* [EXERCISE PASSAGE]:
>>
There Was a Country by Chinua Achebe: My Review

Drawing from a background of literature and history, I believe that the book ‘There was a Country’ by Chinua Achebe gives deeper insight into the development of the country Nigeria. It gives relevance to the past and the future of our world perhaps projecting the need of a better perspective for younger generation trying to understand their root.

This book comes littered with thought provoking poems that gives the right ambience to the issues discussed. It speaks of an era when renowned authors responded to development issues using fiction writing that produced satiric works like ‘Before the Black out’ by Wole Soyinka and ‘Man of the People’ by Chinua Achebe amongst others. It tells of the role of a writer in social and national development. Chinua Achebe emphasizes that ‘if a society is ill, the writer has a responsibility to point it out’. It highlights the political position of creative writing in the advancement of development in any era.

Beyond this, the book indeed has placed a moral lens on how we as young people view our history and our past leaders (villains and heroes alike). It helps one position the intentions of the many giant nations, especially the western nation in the development of Nigeria. It is here to help us look through our national pathologies and indeed unlearn things that will stop ugly history from repeating.

The Biafran war remains a very political issue; it is not spoken of without raising a tribal dust. Its realities are barely known to people like me who were born three or four decades ago. For most of us, Biafra was that war that failed to divide Nigeria; it’s when the people of Ibo descents wanted a country of their own. Not many of us have strived to understand clearly the roots of this desired separation. Perhaps it has been politically hidden in our education. As the Author clearly asked, ‘why has the war not been discussed, or taught to the young, forty years after its end?’

Reading this book, momentarily estranged me from my generation and I kindled to the life and truth of the Author’s generation, it gave my life more depth, meaning and resonance. I understand the war began not just as a result of belligerency raised by some primitive Ibo tribe. It was not a war between progressive nationalist and retrogressive tribal bigots. By Achebe’s projections, it started with a military coup that was misconstrued and given a tribal colour, it was stirred by a pogrom committed severally against a group. It was fuelled by manifold rivalry allowed by a complacent government.
<<
(Stored entries)
>>
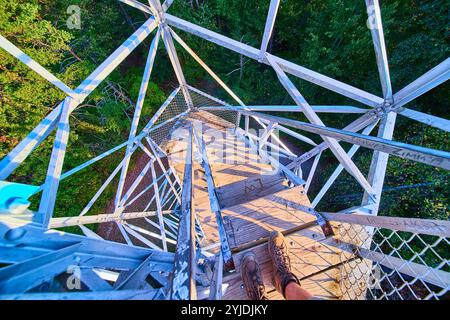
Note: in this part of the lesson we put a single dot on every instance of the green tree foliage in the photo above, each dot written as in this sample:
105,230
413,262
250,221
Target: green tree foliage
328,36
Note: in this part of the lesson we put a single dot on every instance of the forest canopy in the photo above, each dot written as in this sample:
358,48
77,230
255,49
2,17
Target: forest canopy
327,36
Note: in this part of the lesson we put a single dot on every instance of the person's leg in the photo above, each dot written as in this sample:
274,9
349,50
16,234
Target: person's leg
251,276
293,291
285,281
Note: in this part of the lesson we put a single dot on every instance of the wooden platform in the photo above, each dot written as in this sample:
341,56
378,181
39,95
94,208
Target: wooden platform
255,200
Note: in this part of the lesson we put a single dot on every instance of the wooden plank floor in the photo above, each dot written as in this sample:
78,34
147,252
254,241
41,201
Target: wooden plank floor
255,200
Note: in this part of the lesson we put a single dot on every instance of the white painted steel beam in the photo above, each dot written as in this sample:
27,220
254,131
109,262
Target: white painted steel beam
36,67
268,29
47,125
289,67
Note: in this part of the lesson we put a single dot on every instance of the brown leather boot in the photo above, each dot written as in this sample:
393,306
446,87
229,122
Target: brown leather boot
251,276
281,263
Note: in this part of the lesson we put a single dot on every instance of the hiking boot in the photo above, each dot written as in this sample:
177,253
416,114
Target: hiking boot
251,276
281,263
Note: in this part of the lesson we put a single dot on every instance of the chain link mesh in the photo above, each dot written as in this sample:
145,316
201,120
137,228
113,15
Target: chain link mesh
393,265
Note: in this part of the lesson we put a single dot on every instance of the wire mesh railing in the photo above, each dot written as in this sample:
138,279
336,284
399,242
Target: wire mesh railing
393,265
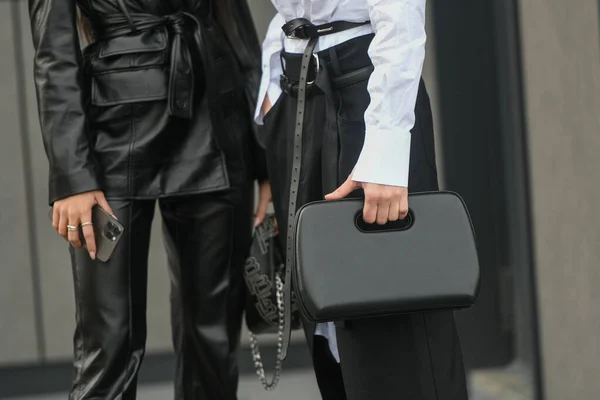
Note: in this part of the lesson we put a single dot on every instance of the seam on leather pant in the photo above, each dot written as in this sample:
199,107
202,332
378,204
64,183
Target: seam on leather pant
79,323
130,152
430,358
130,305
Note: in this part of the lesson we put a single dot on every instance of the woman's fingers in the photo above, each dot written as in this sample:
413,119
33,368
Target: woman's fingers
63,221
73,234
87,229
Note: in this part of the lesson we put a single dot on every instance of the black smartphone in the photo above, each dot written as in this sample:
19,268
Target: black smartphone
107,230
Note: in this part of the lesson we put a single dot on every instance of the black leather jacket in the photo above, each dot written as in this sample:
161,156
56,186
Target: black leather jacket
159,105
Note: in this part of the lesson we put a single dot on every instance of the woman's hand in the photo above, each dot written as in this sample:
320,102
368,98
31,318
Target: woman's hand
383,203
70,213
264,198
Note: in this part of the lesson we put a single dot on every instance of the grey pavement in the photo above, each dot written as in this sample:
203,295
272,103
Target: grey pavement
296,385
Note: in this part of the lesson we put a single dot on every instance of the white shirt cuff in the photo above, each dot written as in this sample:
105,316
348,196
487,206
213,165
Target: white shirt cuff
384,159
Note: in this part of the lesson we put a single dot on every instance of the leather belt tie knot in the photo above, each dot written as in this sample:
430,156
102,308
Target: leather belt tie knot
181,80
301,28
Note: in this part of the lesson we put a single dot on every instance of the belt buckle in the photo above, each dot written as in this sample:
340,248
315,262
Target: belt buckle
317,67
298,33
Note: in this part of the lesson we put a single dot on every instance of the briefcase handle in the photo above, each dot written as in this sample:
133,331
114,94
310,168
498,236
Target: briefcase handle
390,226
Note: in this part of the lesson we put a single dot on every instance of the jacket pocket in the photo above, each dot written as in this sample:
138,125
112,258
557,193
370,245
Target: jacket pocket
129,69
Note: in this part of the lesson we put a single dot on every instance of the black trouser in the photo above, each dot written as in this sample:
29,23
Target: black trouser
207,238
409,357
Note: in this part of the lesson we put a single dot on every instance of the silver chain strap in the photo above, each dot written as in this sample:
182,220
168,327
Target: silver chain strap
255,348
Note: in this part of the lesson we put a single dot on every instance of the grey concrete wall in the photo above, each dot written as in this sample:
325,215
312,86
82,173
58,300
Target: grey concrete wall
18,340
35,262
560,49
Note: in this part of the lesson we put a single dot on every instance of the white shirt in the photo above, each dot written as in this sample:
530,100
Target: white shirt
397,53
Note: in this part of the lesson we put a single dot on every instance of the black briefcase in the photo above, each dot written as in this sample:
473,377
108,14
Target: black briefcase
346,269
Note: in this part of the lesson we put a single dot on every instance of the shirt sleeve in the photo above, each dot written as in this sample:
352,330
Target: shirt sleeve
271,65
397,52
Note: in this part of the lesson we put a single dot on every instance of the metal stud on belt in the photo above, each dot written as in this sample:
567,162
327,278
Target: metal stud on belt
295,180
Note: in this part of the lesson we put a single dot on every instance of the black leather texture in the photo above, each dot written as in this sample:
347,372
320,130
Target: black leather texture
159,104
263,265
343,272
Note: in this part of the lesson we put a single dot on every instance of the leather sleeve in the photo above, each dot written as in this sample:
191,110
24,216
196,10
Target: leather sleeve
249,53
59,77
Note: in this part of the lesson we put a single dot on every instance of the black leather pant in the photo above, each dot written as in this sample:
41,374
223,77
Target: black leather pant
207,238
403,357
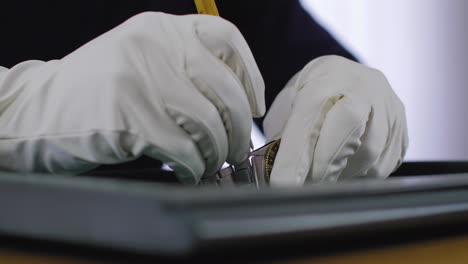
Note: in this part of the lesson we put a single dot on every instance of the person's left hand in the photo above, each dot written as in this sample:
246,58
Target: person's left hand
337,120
<<
List every book title named in the book review. The entries are not needed for this exercise.

* [RESPONSE BOX]:
There Was a Country
Before the Black out
Man of the People